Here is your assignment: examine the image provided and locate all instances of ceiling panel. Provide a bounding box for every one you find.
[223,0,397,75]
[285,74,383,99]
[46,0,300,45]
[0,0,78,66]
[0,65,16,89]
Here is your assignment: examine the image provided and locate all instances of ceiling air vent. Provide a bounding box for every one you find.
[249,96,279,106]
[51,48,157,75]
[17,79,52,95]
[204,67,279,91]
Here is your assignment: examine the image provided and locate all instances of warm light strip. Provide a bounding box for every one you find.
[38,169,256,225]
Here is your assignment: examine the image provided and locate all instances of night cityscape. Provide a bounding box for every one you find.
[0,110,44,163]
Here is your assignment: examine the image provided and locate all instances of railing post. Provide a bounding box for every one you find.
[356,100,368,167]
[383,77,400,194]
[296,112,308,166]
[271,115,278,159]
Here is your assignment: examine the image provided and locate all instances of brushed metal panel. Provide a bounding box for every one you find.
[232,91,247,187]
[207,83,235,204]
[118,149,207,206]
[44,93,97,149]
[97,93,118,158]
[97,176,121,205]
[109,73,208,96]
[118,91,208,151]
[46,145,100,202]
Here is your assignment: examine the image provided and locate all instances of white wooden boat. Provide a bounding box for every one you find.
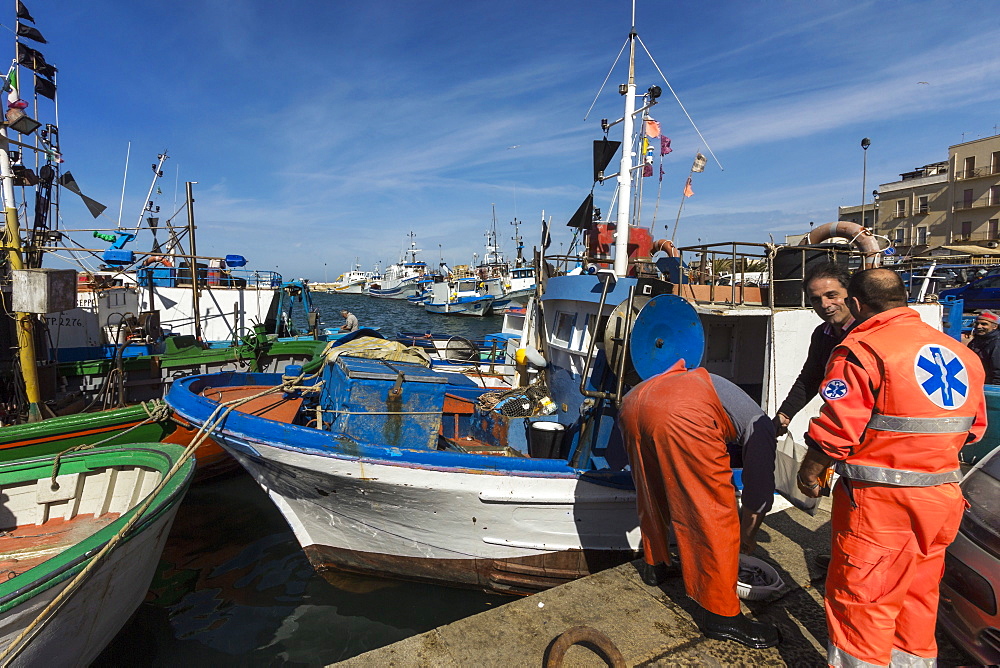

STATED PROBLEM –
Rewrite every line of the records above as a numbered list, skipping blank lines and leaving out the pictures.

ANSWER TO THE PROBLEM –
1. Here is your assignment: examine the image provided and locate all instances of ceiling panel. Provide a bounding box for every one you find.
2. [223,0,397,75]
3. [285,74,383,99]
4. [46,0,300,45]
5. [0,0,78,66]
6. [0,65,16,89]
7. Here is your assignment: examine the image provided and locate all instances of ceiling air vent. Provide a bounding box for every one you find.
8. [249,96,279,106]
9. [51,48,157,75]
10. [17,79,52,95]
11. [204,67,279,91]
12. Here is your assignment: examine the image provided and locate all instances of warm light strip. Provide a bounding box for every one you find.
13. [38,169,256,225]
14. Here is your assignment: examine the image provided and locate all instances of night cityscape. Provide a bounding box for every one you find.
15. [0,110,44,163]
16. Here is your assignment: examine the image provided and locate all instances of railing post. Provide a bounding box for every one you find.
17. [356,100,368,167]
18. [383,77,400,194]
19. [296,112,308,166]
20. [271,115,278,159]
21. Here is your assignment: examine the image provided and locate all instances of brushed metal panel. Provide a bounding box for every one you find.
22. [232,91,247,187]
23. [207,83,235,204]
24. [118,149,207,206]
25. [44,93,97,149]
26. [97,93,118,158]
27. [97,176,121,205]
28. [109,73,208,96]
29. [118,91,208,151]
30. [46,145,100,202]
31. Here is your assignment: examine the image provided and locate all instances of white wooden boat. Provide a bounding box for every one you find.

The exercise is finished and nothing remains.